Excerpted text:
---------------
Sales in rest of Europe help Ipsen overcome French decline

by | 4th May 2007 | News

French drugmaker Ipsen says that first-quarter 2007 group sales reached 226.7 million euros, a rise of 7%, although its performance on home soil is still suffering as a result of price cuts there.

French drugmaker Ipsen says that first-quarter 2007 group sales reached 226.7 million euros, a rise of 7%, although its performance on home soil is still suffering as a result of price cuts there.

Combined revenues from France, Germany, Spain, Italy and the UK were stable at 138.8 million euros, with sales in the latter two countries making up for flat turnover in Spain and Germany, while France declined again, impacted by a poor showing from firm’s gingko biloba extract. In other European countries, sales reached 52.7 million euros, up 17.3%, while in the rest of the world they amounted to 35.2 million euros, up 26.1%.

In terms of products, Decapeptyl (triptorelin pamoate) for prostate cancer, reached 61.1 million euros, up 10.1%, while Dysport (botulinum toxin type A) for wrinkles increased 6% to 28.5 million euros, while the Somatuline (lanreotide) range of drugs for acromegaly and neuroendocrine tumours, rose 15.9% to 25.2 million euros and the diarrhoea treatment Smecta (dioctahedral smectite) increased 7.6% to 22.9 million euros.
---------------
Copy out the entire news item on Ipsen's first-quarter 2007 sales, word for word. None of the material is needed for this work.
---------------
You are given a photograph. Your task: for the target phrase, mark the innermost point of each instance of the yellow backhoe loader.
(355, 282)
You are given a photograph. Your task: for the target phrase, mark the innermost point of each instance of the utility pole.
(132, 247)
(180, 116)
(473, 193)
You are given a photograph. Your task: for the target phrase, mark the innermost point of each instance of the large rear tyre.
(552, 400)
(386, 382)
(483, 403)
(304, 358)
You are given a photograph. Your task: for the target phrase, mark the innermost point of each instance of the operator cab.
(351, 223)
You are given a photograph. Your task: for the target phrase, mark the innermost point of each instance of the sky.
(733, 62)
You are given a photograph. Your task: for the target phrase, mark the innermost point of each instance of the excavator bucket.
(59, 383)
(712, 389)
---------------
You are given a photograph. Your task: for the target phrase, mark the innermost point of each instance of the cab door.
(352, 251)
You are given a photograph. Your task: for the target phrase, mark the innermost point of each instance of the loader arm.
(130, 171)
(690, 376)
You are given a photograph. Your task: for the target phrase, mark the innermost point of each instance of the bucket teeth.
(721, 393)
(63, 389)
---------------
Exercise response:
Sales in rest of Europe help Ipsen overcome French decline

by | 4th May 2007 | News

French drugmaker Ipsen says that first-quarter 2007 group sales reached 226.7 million euros, a rise of 7%, although its performance on home soil is still suffering as a result of price cuts there.

French drugmaker Ipsen says that first-quarter 2007 group sales reached 226.7 million euros, a rise of 7%, although its performance on home soil is still suffering as a result of price cuts there.

Combined revenues from France, Germany, Spain, Italy and the UK were stable at 138.8 million euros, with sales in the latter two countries making up for flat turnover in Spain and Germany, while France declined again, impacted by a poor showing from firm’s gingko biloba extract. In other European countries, sales reached 52.7 million euros, up 17.3%, while in the rest of the world they amounted to 35.2 million euros, up 26.1%.

In terms of products, Decapeptyl (triptorelin pamoate) for prostate cancer, reached 61.1 million euros, up 10.1%, while Dysport (botulinum toxin type A) for wrinkles increased 6% to 28.5 million euros, while the Somatuline (lanreotide) range of drugs for acromegaly and neuroendocrine tumours, rose 15.9% to 25.2 million euros and the diarrhoea treatment Smecta (dioctahedral smectite) increased 7.6% to 22.9 million euros.